_Task description_
Reproduce every item below verbatim, line for line, without changing anything.

_Exercise material_
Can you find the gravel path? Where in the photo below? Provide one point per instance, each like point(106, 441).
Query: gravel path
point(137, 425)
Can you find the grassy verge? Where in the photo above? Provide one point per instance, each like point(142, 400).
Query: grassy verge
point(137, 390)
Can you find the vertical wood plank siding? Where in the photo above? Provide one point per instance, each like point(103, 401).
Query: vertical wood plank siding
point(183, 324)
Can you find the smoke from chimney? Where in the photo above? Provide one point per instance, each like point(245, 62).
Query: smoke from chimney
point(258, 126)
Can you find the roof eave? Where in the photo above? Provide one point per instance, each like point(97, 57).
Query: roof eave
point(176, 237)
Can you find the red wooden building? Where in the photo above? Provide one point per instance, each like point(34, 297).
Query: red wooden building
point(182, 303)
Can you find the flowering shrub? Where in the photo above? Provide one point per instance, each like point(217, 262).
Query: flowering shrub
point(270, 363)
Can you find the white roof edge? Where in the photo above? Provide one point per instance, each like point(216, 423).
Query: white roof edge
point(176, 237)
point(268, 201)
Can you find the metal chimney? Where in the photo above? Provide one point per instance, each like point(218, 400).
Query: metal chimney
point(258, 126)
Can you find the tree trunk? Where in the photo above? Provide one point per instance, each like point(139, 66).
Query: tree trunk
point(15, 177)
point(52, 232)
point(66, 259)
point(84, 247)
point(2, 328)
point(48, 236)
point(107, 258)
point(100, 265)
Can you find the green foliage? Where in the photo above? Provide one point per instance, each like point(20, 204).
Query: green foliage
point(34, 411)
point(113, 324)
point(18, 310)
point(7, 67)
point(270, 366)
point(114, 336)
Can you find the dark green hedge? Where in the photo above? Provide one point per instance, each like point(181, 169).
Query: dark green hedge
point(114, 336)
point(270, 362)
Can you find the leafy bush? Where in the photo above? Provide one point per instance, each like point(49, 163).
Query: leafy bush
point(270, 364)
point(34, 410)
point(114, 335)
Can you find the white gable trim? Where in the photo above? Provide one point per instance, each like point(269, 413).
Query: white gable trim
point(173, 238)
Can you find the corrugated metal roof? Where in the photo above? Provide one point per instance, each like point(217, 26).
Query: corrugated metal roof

_Written response_
Can you find the gravel path? Where in the photo below? Provide one point per instance, each like point(106, 441).
Query: gravel path
point(137, 425)
Can you find the grassy verge? Where in the photo above? Provide one point per instance, each like point(142, 400).
Query: grassy verge
point(137, 390)
Can you find the vertical wood plank siding? Where in the photo above? Provide one point per instance, each like point(103, 401).
Query: vertical wood plank siding
point(183, 324)
Can you find the smoke from chimney? Where in the photo above? Provide one point per instance, each like point(245, 62).
Query: smoke from chimney
point(258, 126)
Can you find the roof eave? Where in the photo above? Provide one point per instance, each like point(97, 57).
Query: roof eave
point(176, 237)
Can you find the red wooden building? Where in the photo above? Provide one point per instance, each like point(34, 297).
Query: red wooden building
point(182, 303)
Can you find the flowering shrub? Where in the photo above? Provide one point per instance, each like point(217, 262).
Query: flowering shrub
point(270, 363)
Can you find the white roof edge? Where in the photo above? Provide one point per instance, each like point(216, 423).
Query: white roof edge
point(176, 237)
point(268, 201)
Can you find the metal chimney? Where in the photo above? Provide one point per instance, each like point(218, 400).
Query: metal chimney
point(258, 126)
Can you find the tree trunk? Where in the photo above? Provide one point per instance, each like point(139, 66).
Query: tree trunk
point(15, 177)
point(52, 232)
point(66, 259)
point(84, 247)
point(2, 328)
point(48, 236)
point(107, 258)
point(100, 265)
Can you find the green foliage? Where in the photo above? Provide one point per instance, each like point(20, 204).
Query: green foliage
point(34, 411)
point(113, 324)
point(18, 310)
point(7, 67)
point(270, 366)
point(114, 336)
Can you find the dark green hedge? Where in the photo above? Provide one point per instance, each like point(181, 169).
Query: dark green hedge
point(114, 336)
point(270, 362)
Can you find the leafy bush? Where in the photo above? Provide one point per instance, each like point(49, 163).
Query: leafy bush
point(270, 364)
point(34, 410)
point(114, 335)
Can you find the white gable trim? Where in the photo above? Provide one point per instance, each like point(269, 413).
Query: white gable trim
point(173, 238)
Can you find the corrugated metal roof? Where in the photo above? Provide one point per instance, each like point(217, 26).
Query: corrugated metal roof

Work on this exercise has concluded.